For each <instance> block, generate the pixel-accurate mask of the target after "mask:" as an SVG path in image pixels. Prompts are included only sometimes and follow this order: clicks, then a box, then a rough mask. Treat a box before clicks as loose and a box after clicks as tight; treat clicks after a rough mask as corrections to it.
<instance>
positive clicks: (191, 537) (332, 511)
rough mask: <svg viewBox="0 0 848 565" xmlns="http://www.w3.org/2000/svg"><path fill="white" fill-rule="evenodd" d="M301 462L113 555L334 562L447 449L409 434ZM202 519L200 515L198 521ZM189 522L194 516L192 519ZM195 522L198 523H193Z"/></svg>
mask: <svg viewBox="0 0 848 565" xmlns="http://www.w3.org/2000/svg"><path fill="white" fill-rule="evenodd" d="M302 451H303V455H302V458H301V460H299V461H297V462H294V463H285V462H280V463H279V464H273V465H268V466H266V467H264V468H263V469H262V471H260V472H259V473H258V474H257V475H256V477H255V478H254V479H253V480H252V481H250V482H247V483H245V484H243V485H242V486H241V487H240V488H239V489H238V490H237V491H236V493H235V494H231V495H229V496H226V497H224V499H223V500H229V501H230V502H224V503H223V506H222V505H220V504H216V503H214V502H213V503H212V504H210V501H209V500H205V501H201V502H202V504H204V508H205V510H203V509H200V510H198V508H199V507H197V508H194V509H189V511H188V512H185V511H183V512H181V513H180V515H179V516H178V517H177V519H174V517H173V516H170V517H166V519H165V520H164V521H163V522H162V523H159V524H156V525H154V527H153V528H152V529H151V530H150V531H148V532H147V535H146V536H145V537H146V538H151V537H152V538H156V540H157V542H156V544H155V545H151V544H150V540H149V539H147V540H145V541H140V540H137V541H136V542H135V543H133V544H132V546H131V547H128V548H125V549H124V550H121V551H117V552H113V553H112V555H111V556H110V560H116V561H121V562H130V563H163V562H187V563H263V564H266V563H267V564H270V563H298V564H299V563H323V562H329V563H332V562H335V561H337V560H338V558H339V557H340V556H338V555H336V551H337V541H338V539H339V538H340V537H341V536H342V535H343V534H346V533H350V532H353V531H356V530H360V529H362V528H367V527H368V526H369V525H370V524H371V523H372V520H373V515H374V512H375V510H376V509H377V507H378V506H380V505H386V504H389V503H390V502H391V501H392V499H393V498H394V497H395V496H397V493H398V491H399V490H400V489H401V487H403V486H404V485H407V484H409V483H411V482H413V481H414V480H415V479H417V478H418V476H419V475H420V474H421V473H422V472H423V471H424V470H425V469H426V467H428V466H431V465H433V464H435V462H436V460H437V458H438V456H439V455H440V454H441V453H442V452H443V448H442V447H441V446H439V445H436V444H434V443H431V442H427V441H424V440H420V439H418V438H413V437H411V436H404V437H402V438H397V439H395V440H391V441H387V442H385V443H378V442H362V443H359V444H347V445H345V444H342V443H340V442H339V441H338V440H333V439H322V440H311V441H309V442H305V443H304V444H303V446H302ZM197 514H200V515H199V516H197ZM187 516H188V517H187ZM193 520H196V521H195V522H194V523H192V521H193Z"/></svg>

▶ [BRIEF]
Please lay out the listing above as a JSON list of strings, one string per line, with blank lines left out.

▶ [ANSWER TO THE EXERCISE]
[
  "For each <instance> block, generate the pixel-accurate mask of the target after \"mask:\" as an SVG path in image pixels. Prompts are included only sometimes and follow this order: clicks, then a box, then a rough mask. Treat a box before clicks as loose and a box after clicks as tight; treat clicks after a rough mask as corrections to it.",
  "<instance>",
  "positive clicks: (191, 537) (332, 511)",
  "rough mask: <svg viewBox=\"0 0 848 565\" xmlns=\"http://www.w3.org/2000/svg\"><path fill=\"white\" fill-rule=\"evenodd\" d=\"M301 462L113 555L334 562L447 449L409 434ZM202 519L200 515L198 521ZM189 522L194 516L192 519ZM195 522L198 523H193Z\"/></svg>",
  "mask: <svg viewBox=\"0 0 848 565\" xmlns=\"http://www.w3.org/2000/svg\"><path fill=\"white\" fill-rule=\"evenodd\" d=\"M302 451H303V455H302V458H301V460H299V461H297V462H294V463H285V462H280V463H279V464H273V465H268V466H266V467H264V468H263V469H262V471H260V472H259V473H258V474H257V475H256V477H255V478H254V479H253V480H252V481H250V482H247V483H245V484H243V485H242V486H241V487H240V488H239V489H238V490H237V491H236V493H235V494H231V495H229V496H226V497H224V499H223V500H229V501H230V502H224V503H223V506H222V505H220V504H216V503H214V502H213V503H212V504H210V501H209V500H205V501H201V502H202V504H204V508H205V510H203V509H200V510H198V508H199V507H197V508H194V509H189V511H188V512H185V511H183V512H181V513H180V515H179V516H178V517H177V519H174V517H173V516H170V517H166V519H165V520H164V521H163V522H162V523H159V524H156V525H154V527H153V528H152V529H151V530H150V531H148V532H147V535H146V536H145V537H146V538H151V537H152V538H156V540H157V542H156V544H155V545H151V544H150V540H149V539H147V540H145V541H140V540H137V541H136V542H135V543H133V544H132V546H131V547H128V548H125V549H124V550H121V551H117V552H113V553H112V555H111V556H110V560H116V561H121V562H130V563H163V562H187V563H263V564H266V563H267V564H270V563H298V564H299V563H323V562H329V563H332V562H335V561H337V560H338V558H339V557H340V556H338V555H336V551H337V541H338V539H339V538H340V537H341V536H342V535H343V534H346V533H350V532H353V531H356V530H360V529H362V528H367V527H368V526H369V525H370V524H371V523H372V520H373V515H374V512H375V510H376V509H377V507H378V506H380V505H386V504H389V503H390V502H391V501H392V499H393V498H394V497H395V496H397V493H398V491H399V490H400V489H401V487H403V486H404V485H407V484H409V483H411V482H413V481H414V480H415V479H417V478H418V476H419V475H420V474H421V473H422V472H423V471H424V470H425V469H426V467H428V466H431V465H433V464H435V462H436V460H437V458H438V456H439V455H440V454H441V453H442V452H443V448H442V447H441V446H439V445H436V444H434V443H431V442H427V441H424V440H420V439H418V438H413V437H411V436H404V437H402V438H397V439H395V440H391V441H387V442H385V443H378V442H362V443H359V444H347V445H345V444H342V443H340V442H339V441H338V440H333V439H322V440H311V441H309V442H305V443H304V444H303V446H302ZM197 514H200V515H199V516H197ZM187 516H188V517H187ZM193 520H196V521H195V522H194V523H192V521H193Z\"/></svg>"
]